A good friend of mine served her LDS mission in Georgia, and when she came back to Utah (where she'd grown up), she complained that holy cow, the people here are so boring to look at. They all look the same!
Yep. I live in a very single-hued part of the world. Most people around here are of European descent (including yours truly), so you walk around seeing lots and lots of pasty white faces. Not much variation.
However, I never thought much about it until I became a mom. Sure, there was that one black kid in my class at high school. He stood out, but everyone adored him because he was a football star.
The first time the whiteness of our area became a concern for me was after the birth of my second child. (A lot of things suddenly become a concern when you're a parent, don't they?)
She had a bright shock of red hair. From the moment she was born, anywhere we went, people stopped to notice her and her adorable red hair. She was used to this. The first thing she learned in life was that she had pretty hair.
I was pushing her in a stroller one day when she was four or five months old. A woman who stopped us on the sidewalk, and bent down to coo at her, looked different. The woman was absolutely beautiful . . . and very black. Dark, dark black.
My daughter's eyes popped open, her mouth shuddered, and she burst into a wail. She'd never seen anyone like that before, and it scared her. I was a bit embarrassed, but I doubt the woman had any idea that this wasn't a regular case of stranger fear. I knew, because, as I said, my daughter was constantly approached and fawned over by perfect strangers, and she loved it.
It was a relief, then, when my daughter was about two and a half and saw a black woman on television and gasped, "Oh, Mommy! Isn't she beautiful?!"
A couple of months later, for her third birthday, she asked for a black Barbie. (Not in so many words, but she pointed out which one she wanted and made it quite clear that she would have nothing to do with the white, blond one.)
I was happy to oblige; having her play with a black doll was about as far as I could take race relations in our area, since, as far as I knew, she'd still never seen more than a handful of black people in her three years.
When my next daughter was about the same age, I took her to the grocery store. At the check-out line, she sat in the in cart and caught sight of a sophisticated black man in line ahead of us. He wore a suit and looked for all the world like Bryant Gumble's little brother.

Set exercise 1:
In the essay, take everything from "A good friend" down to "look the same!" and substitute "dull" for "boring".
The records below the essay are unrelated to it.

Detection examples:
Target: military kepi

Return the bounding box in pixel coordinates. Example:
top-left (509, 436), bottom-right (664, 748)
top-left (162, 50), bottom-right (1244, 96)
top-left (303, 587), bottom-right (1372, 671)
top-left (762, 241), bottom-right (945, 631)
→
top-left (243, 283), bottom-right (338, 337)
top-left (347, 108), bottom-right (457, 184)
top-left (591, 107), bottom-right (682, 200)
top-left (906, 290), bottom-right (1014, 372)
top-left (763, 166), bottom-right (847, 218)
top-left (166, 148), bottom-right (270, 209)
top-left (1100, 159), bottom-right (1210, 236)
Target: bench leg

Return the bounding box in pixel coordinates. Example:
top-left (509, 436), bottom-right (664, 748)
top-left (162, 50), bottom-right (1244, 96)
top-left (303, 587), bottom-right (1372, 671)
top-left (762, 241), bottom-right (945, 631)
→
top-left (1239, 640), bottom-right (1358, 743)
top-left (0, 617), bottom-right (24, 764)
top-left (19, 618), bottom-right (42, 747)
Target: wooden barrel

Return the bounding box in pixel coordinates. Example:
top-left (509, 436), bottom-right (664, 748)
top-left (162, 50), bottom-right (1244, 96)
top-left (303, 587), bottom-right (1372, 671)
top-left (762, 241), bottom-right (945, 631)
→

Set exercise 2:
Rewrite the records as a numbered list, everything from their first line down to and including the line that contains "top-left (591, 107), bottom-right (682, 200)", leaving out blank lines.

Expected answer 1:
A good friend of mine served her LDS mission in Georgia, and when she came back to Utah (where she'd grown up), she complained that holy cow, the people here are so dull to look at. They all look the same!

Expected answer 2:
1. Target: military kepi
2. Return the bounding box in pixel coordinates. Example:
3. top-left (509, 436), bottom-right (664, 748)
4. top-left (162, 50), bottom-right (1244, 96)
5. top-left (303, 587), bottom-right (1372, 671)
6. top-left (762, 241), bottom-right (945, 631)
7. →
8. top-left (243, 283), bottom-right (338, 337)
9. top-left (347, 108), bottom-right (457, 184)
10. top-left (591, 107), bottom-right (682, 200)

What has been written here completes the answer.